YOUR TASK :: Please copy the entries below word for word, leaving out any image.

:: EXTRACTED RECORDS

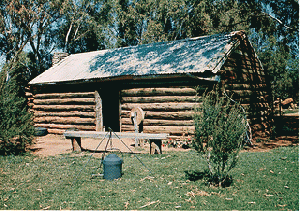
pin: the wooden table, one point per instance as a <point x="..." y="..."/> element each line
<point x="155" y="139"/>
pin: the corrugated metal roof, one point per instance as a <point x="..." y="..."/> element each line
<point x="184" y="56"/>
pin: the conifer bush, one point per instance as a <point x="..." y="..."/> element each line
<point x="220" y="130"/>
<point x="16" y="129"/>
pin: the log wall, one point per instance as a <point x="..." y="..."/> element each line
<point x="167" y="109"/>
<point x="60" y="111"/>
<point x="246" y="81"/>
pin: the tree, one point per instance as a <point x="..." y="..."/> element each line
<point x="29" y="25"/>
<point x="220" y="130"/>
<point x="86" y="25"/>
<point x="16" y="129"/>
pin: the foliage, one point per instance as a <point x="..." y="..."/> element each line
<point x="263" y="181"/>
<point x="220" y="129"/>
<point x="16" y="128"/>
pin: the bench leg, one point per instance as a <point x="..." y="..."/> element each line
<point x="76" y="144"/>
<point x="155" y="147"/>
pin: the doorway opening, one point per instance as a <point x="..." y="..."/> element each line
<point x="110" y="108"/>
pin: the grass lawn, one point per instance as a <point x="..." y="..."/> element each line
<point x="262" y="181"/>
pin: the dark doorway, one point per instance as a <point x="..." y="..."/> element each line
<point x="110" y="108"/>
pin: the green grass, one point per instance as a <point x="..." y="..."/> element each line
<point x="262" y="181"/>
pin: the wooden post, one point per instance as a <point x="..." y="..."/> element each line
<point x="155" y="147"/>
<point x="98" y="110"/>
<point x="76" y="144"/>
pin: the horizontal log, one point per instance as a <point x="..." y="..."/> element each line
<point x="159" y="106"/>
<point x="64" y="101"/>
<point x="172" y="130"/>
<point x="99" y="134"/>
<point x="164" y="115"/>
<point x="245" y="86"/>
<point x="28" y="94"/>
<point x="56" y="131"/>
<point x="64" y="107"/>
<point x="160" y="99"/>
<point x="65" y="95"/>
<point x="158" y="92"/>
<point x="65" y="114"/>
<point x="160" y="122"/>
<point x="59" y="126"/>
<point x="64" y="120"/>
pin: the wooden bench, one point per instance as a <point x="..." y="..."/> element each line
<point x="155" y="139"/>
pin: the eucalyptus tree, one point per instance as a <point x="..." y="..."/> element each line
<point x="86" y="25"/>
<point x="28" y="25"/>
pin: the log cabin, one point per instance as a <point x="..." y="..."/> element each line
<point x="97" y="90"/>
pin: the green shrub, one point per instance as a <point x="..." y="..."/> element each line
<point x="16" y="127"/>
<point x="220" y="130"/>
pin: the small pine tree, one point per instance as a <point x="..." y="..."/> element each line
<point x="16" y="129"/>
<point x="220" y="129"/>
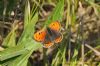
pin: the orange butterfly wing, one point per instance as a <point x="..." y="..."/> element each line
<point x="47" y="45"/>
<point x="55" y="26"/>
<point x="40" y="35"/>
<point x="59" y="39"/>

::::

TASK RESPONSE ::
pin: the wooden table, one point per instance as a <point x="..." y="..."/> element each line
<point x="155" y="139"/>
pin: the corrugated metal roof, one point per instance as a <point x="..." y="..."/> element each line
<point x="184" y="56"/>
pin: the conifer bush, one point per instance as a <point x="..." y="..."/> element each line
<point x="220" y="130"/>
<point x="16" y="129"/>
pin: the log wall, one point per instance as a <point x="..." y="..."/> element each line
<point x="167" y="109"/>
<point x="60" y="111"/>
<point x="246" y="81"/>
pin: the tree, one point per instance as a <point x="..." y="..."/> element each line
<point x="29" y="25"/>
<point x="220" y="130"/>
<point x="86" y="25"/>
<point x="16" y="129"/>
pin: the foliage, one point per instance as a <point x="..." y="..."/> element each line
<point x="263" y="181"/>
<point x="220" y="129"/>
<point x="16" y="128"/>
pin: the bench leg, one point per instance as a <point x="..." y="..."/> element each line
<point x="76" y="144"/>
<point x="155" y="147"/>
pin: the doorway opening, one point per instance as a <point x="..." y="..."/> element each line
<point x="110" y="108"/>
pin: the grass lawn, one point per instance as a <point x="..." y="..."/> element each line
<point x="262" y="181"/>
pin: the dark doorway, one point per instance as a <point x="..." y="..."/> element each line
<point x="110" y="108"/>
pin: the green grass, one point per instance as a <point x="..." y="..."/> element each line
<point x="262" y="181"/>
pin: the wooden post, one point per instance as a <point x="..." y="..."/> element each line
<point x="155" y="147"/>
<point x="98" y="110"/>
<point x="76" y="144"/>
pin: the horizontal log, one point per instance as a <point x="..." y="..."/> element each line
<point x="159" y="106"/>
<point x="64" y="101"/>
<point x="172" y="130"/>
<point x="99" y="134"/>
<point x="164" y="115"/>
<point x="245" y="86"/>
<point x="28" y="94"/>
<point x="56" y="131"/>
<point x="64" y="107"/>
<point x="160" y="99"/>
<point x="65" y="95"/>
<point x="158" y="92"/>
<point x="65" y="114"/>
<point x="160" y="122"/>
<point x="59" y="126"/>
<point x="64" y="120"/>
pin: the wooden bench, one point per instance as a <point x="..." y="..."/> element each line
<point x="155" y="139"/>
pin: the eucalyptus tree, one point per instance as a <point x="..." y="..."/> element each line
<point x="86" y="25"/>
<point x="28" y="25"/>
pin: the log cabin, one point per instance as a <point x="..." y="..."/> element each line
<point x="97" y="90"/>
pin: the green shrub, one point per instance as a <point x="..." y="..."/> element each line
<point x="16" y="127"/>
<point x="220" y="130"/>
pin: the small pine tree, one point per instance as a <point x="..." y="..."/> element each line
<point x="16" y="129"/>
<point x="220" y="129"/>
pin: the orange butterfly wing, one point per instance as a <point x="..." y="..."/> element each line
<point x="47" y="45"/>
<point x="55" y="26"/>
<point x="40" y="35"/>
<point x="59" y="39"/>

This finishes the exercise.